Tita:  Do you think you have accomplished everything you set out to do?  

Victor:  No!  I feel like I have so many more accomplishments in me if I am allowed to go at the speed that I want.  I feel as if I have miracles in me!   There are miracles in my profanity!  There are miracles in my disrespect!  

    If I am allowed to go at my speed and express myself fully and as loudly as I want to.  

    I am really excited with my recent evolution of my blog tape!  At first I had just loaded like ten or twelve of them.  Now, I am emptying the entire roll of tape and adding 65 papers and rolling it all back up and putting the spool back in the dispenser.  I leave enough room between each one to be sure they stick good.  I can't wait until it's not raining and go plaster the town!  Removable graffiti for peace!            Harmless, minute, temporary graffiti.  I will sneak them into places that are hard to reach.  I'll put them in places no one will see for a long time.  Put them on boxes and random pieces of trash.  Put them everywhere!  

    Everybody do this in your town!  havethesejokes.blog!  Get to work!  

    This is one way to make my shit fly!  

    UNSTOPPABLE TOGETHER WE SHALL BECOME!

    Any thoughts, Tita?  

Tita:  No, but let's go back to the email.  So what do you think about this?  You kind of already told me but..

Victor:  My mind is elsewhere.  I don't want to be thinking about something different right now.  

Tita:  Do you pity your sister for blaming your dad like this?  

Victor:  No way!  I am excited I stumbled onto that.  This is going to really help me against my parents.   People can cross-reference and verify and truly see how I am not talking shit.  

    Just like the videos Rhonda Johnson took of Frank in Panama, that totally validates my stuff.  It shows my sincerity(and frank's idiocy).  

    Most importantly, it will show to all the stupid parents, hey, every one of the Gruber children have a hurt heart due to lies started by Mamada.  Laura actually almost starts crying in the video.  

    She rehearsed those tears.  She had her own scripts like I do.  She's a good actress.  Not that good though.  She thought she was slick by creating two fictional mothers that turned into her.  I wonder whose idea that was.  Woe-is-her and it's all Franklin's fault.  JUST LIKE MAMADA! 

Tita:  The first woman she described was her mom.  Remember, for 66 years she felt she had no self-worth.

Victor:  It was a total Ada-glorifying, Franklin-debasing PUBLICITY stunt.  I bet my mother was evily-chuckling in the back of her head when Laura made that.  She was probably thinking, "My plan is going smoothly."  

    She got Laura thinking, "Ha, I am going to show Frank!  The whole world is going to find out about him now!(maybe not then, but with my help FOR SURE)."

Tita:  It may be that, maybe, but it also could be very real, very genuine that she in her little heart, in her little mind, again, she has not healed the wounds and she still thinks that her dad left her.  That's the story that she is advertising.  

    Just look at what she chose for her presentation, somebody leaving, a guy with a suitcase walking out of a door(not mentioning that our mom had enabled it).

.....

Tasks to carry out
• 1. In the interview, how many papers does Victor say he now adds to the roll of tape?
• 2. Condense the paragraph in the interview that begins "I am really excited with my recent evolution" into a short bulleted list that keeps its main facts.

.....

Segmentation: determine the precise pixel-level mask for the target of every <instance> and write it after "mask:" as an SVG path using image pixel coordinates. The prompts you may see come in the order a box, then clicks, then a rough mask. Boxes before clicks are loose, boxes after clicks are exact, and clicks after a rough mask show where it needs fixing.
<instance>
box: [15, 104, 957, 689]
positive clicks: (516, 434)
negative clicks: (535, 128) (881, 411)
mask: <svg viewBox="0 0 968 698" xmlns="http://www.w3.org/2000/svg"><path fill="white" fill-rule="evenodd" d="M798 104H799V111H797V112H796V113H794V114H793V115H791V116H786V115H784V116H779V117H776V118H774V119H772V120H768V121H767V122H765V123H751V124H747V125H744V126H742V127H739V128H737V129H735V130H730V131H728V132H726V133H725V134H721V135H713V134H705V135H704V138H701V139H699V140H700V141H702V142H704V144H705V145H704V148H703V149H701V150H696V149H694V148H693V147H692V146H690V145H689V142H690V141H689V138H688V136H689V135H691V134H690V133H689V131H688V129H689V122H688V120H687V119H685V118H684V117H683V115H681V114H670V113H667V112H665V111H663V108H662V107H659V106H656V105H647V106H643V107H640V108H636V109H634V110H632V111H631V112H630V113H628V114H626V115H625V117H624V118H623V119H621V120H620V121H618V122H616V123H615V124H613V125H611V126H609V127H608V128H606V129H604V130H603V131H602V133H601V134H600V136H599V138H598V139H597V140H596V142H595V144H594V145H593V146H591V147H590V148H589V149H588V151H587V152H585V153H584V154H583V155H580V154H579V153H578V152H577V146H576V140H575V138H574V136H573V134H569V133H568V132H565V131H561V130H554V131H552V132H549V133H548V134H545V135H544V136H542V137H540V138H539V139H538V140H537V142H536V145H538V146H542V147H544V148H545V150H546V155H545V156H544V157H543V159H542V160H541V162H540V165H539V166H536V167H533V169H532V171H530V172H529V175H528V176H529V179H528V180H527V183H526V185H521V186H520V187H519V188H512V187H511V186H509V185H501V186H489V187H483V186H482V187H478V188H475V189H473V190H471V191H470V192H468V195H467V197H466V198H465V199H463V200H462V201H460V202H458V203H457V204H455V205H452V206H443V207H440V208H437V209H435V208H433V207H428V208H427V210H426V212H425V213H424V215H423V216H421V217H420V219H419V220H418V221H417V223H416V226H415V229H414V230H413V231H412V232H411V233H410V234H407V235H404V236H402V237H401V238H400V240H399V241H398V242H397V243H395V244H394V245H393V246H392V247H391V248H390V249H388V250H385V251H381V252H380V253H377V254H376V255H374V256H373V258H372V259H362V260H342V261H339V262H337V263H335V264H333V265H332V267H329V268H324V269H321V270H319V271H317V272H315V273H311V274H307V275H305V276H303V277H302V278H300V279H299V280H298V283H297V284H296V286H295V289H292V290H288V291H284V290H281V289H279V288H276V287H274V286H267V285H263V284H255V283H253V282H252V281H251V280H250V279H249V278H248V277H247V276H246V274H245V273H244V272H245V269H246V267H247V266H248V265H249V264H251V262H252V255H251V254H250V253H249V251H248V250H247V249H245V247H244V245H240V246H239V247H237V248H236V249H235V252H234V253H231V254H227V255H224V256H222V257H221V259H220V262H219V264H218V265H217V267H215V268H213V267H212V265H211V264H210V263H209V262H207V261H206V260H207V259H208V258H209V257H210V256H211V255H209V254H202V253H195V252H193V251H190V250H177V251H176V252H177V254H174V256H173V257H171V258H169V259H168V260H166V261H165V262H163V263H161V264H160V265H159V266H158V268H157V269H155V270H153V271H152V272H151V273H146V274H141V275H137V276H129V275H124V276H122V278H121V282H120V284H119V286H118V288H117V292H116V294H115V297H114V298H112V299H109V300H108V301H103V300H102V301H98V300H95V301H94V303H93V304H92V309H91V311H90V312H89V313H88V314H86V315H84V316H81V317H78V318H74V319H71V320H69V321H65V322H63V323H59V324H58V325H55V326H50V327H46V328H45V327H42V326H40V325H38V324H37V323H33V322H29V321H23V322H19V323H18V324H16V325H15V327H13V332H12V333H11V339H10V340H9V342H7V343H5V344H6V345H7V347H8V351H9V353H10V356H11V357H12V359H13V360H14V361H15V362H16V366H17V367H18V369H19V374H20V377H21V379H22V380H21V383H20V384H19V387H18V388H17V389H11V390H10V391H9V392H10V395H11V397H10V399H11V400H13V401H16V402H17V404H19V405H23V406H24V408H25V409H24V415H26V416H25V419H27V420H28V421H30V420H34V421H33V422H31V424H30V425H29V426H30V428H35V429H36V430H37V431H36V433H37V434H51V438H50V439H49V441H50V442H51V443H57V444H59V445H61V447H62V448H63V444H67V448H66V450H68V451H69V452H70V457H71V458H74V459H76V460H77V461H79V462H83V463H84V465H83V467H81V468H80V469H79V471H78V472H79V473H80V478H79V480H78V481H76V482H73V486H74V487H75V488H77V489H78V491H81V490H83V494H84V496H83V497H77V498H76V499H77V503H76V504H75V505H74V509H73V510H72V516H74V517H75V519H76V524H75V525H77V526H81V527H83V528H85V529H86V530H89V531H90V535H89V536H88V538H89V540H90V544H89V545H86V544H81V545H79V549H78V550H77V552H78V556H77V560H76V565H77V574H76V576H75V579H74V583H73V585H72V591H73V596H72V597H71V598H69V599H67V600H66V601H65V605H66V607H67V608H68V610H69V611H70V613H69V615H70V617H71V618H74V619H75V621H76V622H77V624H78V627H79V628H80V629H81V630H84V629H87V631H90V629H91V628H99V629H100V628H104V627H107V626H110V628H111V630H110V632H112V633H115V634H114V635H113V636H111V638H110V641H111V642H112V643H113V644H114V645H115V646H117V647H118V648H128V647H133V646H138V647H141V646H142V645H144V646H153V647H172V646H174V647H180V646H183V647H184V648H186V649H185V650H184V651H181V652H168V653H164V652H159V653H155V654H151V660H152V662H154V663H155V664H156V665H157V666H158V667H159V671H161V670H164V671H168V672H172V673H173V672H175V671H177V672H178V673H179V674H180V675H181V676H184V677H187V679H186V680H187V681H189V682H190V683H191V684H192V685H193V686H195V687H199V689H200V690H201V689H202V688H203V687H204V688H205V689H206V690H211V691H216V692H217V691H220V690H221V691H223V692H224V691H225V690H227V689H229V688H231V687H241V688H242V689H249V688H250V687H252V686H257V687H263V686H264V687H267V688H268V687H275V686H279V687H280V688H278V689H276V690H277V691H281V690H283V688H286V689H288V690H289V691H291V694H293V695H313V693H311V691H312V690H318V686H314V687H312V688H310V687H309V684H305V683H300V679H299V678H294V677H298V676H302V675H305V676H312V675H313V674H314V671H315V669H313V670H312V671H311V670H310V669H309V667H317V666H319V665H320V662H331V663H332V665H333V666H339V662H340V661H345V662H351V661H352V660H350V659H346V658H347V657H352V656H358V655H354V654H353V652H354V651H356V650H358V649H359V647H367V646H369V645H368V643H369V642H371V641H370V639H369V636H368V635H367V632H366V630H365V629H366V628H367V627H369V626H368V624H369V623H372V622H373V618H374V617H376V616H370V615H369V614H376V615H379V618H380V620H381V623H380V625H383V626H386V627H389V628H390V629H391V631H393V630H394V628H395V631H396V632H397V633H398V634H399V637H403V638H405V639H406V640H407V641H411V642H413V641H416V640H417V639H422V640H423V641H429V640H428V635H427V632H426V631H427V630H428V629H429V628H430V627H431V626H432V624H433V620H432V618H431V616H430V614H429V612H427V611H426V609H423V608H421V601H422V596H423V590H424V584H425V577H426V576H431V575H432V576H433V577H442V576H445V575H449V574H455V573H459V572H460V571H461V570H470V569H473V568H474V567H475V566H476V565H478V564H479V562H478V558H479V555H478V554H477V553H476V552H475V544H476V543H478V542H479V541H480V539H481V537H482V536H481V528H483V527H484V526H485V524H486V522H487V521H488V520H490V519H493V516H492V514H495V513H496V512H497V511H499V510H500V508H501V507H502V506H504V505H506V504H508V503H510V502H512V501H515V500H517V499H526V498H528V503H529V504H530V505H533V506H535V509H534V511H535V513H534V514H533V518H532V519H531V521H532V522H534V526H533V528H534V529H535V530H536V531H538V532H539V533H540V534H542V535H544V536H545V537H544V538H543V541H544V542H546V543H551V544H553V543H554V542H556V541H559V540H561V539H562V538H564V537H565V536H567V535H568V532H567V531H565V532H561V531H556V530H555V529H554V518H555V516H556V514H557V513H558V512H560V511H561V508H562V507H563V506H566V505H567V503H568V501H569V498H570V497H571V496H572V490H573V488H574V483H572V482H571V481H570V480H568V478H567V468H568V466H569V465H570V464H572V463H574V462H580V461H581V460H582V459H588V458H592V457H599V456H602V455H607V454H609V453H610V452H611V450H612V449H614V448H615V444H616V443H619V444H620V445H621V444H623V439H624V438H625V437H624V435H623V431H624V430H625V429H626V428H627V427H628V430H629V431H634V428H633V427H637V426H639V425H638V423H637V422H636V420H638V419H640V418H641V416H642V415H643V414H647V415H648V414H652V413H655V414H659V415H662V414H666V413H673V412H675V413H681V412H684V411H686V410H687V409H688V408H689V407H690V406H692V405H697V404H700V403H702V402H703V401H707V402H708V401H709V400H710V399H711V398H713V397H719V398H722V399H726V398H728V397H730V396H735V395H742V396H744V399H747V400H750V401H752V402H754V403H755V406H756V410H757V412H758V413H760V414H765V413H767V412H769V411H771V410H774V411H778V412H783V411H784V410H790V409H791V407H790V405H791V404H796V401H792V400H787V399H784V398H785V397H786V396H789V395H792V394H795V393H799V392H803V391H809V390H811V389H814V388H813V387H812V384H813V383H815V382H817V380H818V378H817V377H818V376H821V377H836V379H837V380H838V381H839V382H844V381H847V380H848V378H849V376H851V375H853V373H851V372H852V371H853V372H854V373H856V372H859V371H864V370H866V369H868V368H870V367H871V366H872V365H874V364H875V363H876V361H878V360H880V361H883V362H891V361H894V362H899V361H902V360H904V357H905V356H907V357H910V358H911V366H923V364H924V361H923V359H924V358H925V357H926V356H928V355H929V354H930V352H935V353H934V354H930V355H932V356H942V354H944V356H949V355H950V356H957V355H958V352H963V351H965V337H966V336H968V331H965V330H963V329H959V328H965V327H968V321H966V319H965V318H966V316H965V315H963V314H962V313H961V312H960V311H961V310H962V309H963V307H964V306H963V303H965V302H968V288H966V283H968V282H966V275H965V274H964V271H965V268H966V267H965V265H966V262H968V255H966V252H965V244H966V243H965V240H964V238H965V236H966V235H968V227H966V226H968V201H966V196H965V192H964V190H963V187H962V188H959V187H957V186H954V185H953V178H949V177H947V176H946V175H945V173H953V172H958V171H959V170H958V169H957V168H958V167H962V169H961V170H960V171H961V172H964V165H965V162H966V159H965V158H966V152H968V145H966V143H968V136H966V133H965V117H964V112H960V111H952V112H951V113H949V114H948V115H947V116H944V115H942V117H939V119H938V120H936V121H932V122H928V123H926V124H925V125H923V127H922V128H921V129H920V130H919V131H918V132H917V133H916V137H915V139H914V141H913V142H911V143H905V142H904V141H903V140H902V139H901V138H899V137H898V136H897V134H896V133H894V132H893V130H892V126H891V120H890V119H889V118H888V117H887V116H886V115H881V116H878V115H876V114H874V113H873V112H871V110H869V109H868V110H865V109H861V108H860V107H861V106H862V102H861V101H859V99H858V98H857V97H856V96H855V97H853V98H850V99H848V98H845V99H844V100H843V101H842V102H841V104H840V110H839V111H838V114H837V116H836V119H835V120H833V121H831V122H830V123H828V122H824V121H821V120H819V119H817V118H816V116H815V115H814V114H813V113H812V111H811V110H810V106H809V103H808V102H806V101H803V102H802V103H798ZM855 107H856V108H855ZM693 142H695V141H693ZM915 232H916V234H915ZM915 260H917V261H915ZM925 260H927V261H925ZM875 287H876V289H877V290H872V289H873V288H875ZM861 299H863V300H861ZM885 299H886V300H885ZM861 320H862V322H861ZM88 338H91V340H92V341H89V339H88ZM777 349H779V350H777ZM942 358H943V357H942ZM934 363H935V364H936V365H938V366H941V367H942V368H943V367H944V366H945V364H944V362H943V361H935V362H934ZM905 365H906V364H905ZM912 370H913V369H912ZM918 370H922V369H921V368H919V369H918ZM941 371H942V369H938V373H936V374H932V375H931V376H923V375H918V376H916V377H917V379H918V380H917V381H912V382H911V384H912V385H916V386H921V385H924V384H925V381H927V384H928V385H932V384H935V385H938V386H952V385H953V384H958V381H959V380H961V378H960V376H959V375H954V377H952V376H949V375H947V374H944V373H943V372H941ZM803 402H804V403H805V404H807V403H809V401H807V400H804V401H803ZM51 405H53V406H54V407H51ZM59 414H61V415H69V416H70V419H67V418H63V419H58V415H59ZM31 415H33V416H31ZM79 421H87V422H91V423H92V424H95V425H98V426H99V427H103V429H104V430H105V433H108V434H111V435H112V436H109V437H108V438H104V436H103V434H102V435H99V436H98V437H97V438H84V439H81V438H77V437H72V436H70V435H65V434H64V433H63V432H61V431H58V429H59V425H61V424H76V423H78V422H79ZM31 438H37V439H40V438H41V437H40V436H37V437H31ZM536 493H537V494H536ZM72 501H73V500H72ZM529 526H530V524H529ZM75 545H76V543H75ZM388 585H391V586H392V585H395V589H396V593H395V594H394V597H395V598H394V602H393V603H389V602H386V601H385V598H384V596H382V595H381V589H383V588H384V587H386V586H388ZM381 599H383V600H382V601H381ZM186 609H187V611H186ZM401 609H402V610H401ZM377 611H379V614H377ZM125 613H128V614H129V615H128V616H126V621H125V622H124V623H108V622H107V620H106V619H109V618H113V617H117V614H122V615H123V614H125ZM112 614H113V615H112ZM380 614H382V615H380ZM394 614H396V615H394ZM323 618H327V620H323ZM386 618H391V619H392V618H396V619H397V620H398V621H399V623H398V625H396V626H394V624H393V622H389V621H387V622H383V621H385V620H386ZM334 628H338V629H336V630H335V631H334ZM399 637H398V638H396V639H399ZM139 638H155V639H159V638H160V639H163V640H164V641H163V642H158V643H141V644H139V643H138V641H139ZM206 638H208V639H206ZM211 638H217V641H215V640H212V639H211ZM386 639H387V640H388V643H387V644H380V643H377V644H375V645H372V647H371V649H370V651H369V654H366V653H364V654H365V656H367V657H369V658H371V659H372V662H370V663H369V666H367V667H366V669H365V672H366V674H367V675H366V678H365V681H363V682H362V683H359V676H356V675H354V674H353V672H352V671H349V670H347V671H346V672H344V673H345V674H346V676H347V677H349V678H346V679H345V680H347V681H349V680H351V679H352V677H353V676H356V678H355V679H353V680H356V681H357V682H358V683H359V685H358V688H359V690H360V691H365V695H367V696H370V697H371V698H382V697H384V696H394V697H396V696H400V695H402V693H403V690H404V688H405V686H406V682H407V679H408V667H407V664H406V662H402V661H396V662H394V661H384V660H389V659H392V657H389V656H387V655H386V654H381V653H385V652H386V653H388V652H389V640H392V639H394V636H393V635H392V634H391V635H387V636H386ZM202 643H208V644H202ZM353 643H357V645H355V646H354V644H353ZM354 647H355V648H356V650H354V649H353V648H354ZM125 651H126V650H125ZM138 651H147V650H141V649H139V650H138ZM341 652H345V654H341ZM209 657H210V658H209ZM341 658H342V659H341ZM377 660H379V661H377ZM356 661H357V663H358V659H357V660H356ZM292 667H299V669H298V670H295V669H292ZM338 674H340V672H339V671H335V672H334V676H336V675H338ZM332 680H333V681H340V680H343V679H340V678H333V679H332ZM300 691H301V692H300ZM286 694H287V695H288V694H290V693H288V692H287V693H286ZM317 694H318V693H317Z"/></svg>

.....

Task-by-task outputs
• 1. 65 papers.

• 2.
- I'm excited about how my blog tape has evolved.
- At first I loaded only ten or twelve papers.
- Now I empty the whole roll, add 65 papers with enough space between them to stick well, roll it back up, and put the spool back in the dispenser.
- Once it stops raining, I'll cover the town with this harmless, minute, temporary "removable graffiti for peace."
- I'll sneak them into hard-to-reach places and spots no one will see for a long time, including boxes and random trash.